» **WHAT TO PRODUCE**:
Copy every one of the rows below word for word, and leave the pictures out of your copy.

--- START OF RECORDS PROVIDED ---

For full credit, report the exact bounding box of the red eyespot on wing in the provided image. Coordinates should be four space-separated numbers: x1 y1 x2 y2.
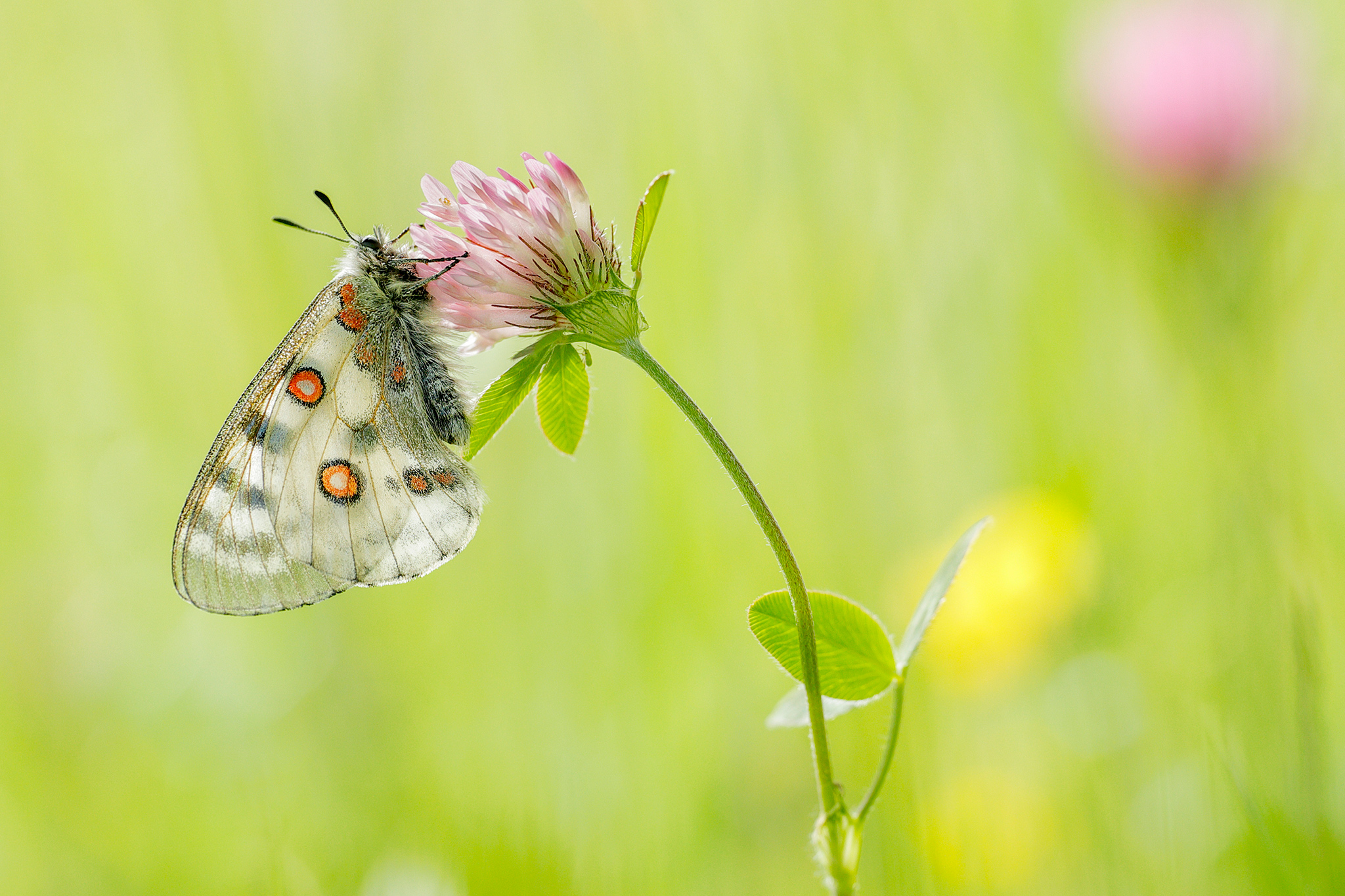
285 367 327 404
336 305 368 333
317 461 359 503
402 467 435 494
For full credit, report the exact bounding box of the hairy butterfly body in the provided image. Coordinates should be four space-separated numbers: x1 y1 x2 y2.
172 194 484 615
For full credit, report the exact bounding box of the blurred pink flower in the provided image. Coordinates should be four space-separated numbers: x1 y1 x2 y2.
1082 0 1298 188
412 153 620 354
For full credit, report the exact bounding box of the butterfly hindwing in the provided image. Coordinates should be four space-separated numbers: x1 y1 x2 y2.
267 278 483 584
173 263 484 614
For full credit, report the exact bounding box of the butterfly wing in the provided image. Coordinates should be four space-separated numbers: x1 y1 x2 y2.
173 277 484 614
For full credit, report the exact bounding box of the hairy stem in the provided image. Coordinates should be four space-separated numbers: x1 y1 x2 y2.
620 339 843 817
854 672 906 822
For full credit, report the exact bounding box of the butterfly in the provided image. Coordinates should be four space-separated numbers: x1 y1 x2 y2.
172 192 485 615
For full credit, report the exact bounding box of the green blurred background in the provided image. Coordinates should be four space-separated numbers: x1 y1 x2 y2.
0 0 1345 896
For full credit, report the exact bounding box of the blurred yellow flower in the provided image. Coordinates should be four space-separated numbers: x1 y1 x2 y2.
892 492 1096 689
927 769 1057 892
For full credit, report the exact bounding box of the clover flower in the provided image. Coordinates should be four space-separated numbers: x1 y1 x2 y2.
412 153 625 354
1080 0 1296 188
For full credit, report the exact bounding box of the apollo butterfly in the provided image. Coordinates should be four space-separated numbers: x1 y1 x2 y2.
172 194 485 615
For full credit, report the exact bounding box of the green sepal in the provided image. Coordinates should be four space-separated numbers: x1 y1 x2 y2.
537 344 589 454
748 591 897 700
463 333 566 461
631 169 672 277
896 516 990 674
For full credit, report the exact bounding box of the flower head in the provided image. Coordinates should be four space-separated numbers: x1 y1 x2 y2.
1080 0 1295 186
412 153 625 354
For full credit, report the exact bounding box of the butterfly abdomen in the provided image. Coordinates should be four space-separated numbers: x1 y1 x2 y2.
406 314 472 444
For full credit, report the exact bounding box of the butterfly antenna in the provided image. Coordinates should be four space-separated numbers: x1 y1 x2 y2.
272 218 345 243
313 190 359 243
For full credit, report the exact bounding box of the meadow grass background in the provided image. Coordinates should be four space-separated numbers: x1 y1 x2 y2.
0 0 1345 896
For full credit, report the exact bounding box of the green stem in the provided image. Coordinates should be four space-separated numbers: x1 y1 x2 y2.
621 339 842 817
854 673 906 823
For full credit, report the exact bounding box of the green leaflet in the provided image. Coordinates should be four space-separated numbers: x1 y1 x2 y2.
896 516 990 674
463 333 556 461
537 343 588 454
748 591 897 700
631 171 672 277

--- END OF RECORDS PROVIDED ---

» **FINAL RESULT**:
For full credit, report the exact bounding box of the red eyespot on wing in the provided image. Coordinates should be four space-separated numbers: x1 y1 x2 y2.
285 367 327 404
336 305 368 333
317 461 359 503
402 467 435 494
For full credit, report the exact bounding box of the hairy butterfly body in the provided image. Coordinates should be four space-separated numbers: x1 y1 x2 y2.
172 194 484 615
For full credit, report the exact bounding box of the blurred pink flower in the provided image. Coordinates should be four space-separated numbers: x1 y1 x2 y2.
1082 0 1298 188
412 153 620 354
For full credit, report the exact bounding box of the butterfly hindwing in the provided image. Coordinates should be four space-separated numbers: x1 y1 x2 y2.
267 278 483 584
173 263 484 614
For full credit, report the exact bounding box of the butterfly wing in the provided image. Coordinates should be four space-separated numbers: x1 y1 x2 y2.
173 277 484 614
For full credit, report the exact bounding box of the hairy stem in the provided image. Coordinates should be four space-separated numbers: x1 y1 x2 y2.
620 339 843 817
854 672 906 822
For full credit, report the exact bounding box of the butterfly in the provided image. Coordinates should be four space-separated numbers: x1 y1 x2 y2.
172 192 485 615
For full credit, report the exact bounding box of the green blurred background in the provided image. Coordinates should be four space-separated numbers: x1 y1 x2 y2.
0 0 1345 896
For full credit, report the exact bounding box of the blurred yellow flower in the provided image. Coordinates should be four space-separated numbers: x1 y1 x2 y2.
892 492 1096 689
927 769 1057 892
For full credit, report the exact bounding box of the clover flower in the provided image. Coordinates should be four space-separated numbers: x1 y1 x2 y2.
412 153 625 354
1080 0 1296 188
For full credit, report the exact bounding box of the apollo butterfly in the provided image. Coordinates should be four space-separated numbers: x1 y1 x2 y2.
172 194 485 615
For full credit, report the exact bounding box of the green sepal in the provided image. Coordinates should be four space-separated numbers: x1 y1 x2 y2.
537 344 589 454
748 591 897 700
463 333 566 461
631 169 672 277
896 516 990 674
For full credit, report the exact bounding box of the flower head in the provided image. Coordinates should be four space-separated numbers: x1 y1 x2 y2.
1080 0 1295 186
412 153 625 354
For full credit, report the exact bounding box of the butterfly abdomen in the provided image. Coordinates should be four space-separated numbers: x1 y1 x2 y2.
406 314 472 444
For full credit, report the exact bounding box of the butterfly antenna in the provided image. Coordinates should be four space-separated numbers: x1 y1 x2 y2.
272 218 345 243
313 190 359 243
For full credit, report the exact bounding box of the meadow grass background in the provided image. Coordinates should be four space-separated numbers: x1 y1 x2 y2.
0 0 1345 896
For full credit, report the exact bounding box of the green stem in the provided image. Coordinates should be four space-separated numbers: x1 y1 x2 y2.
621 339 842 817
854 673 906 823
For full credit, report the exact bounding box of the green leaflet in the provided image. Coordinates should be four space-separated numbers: x1 y1 x2 y2.
896 516 990 674
463 333 556 461
537 343 588 454
748 591 897 700
631 171 672 277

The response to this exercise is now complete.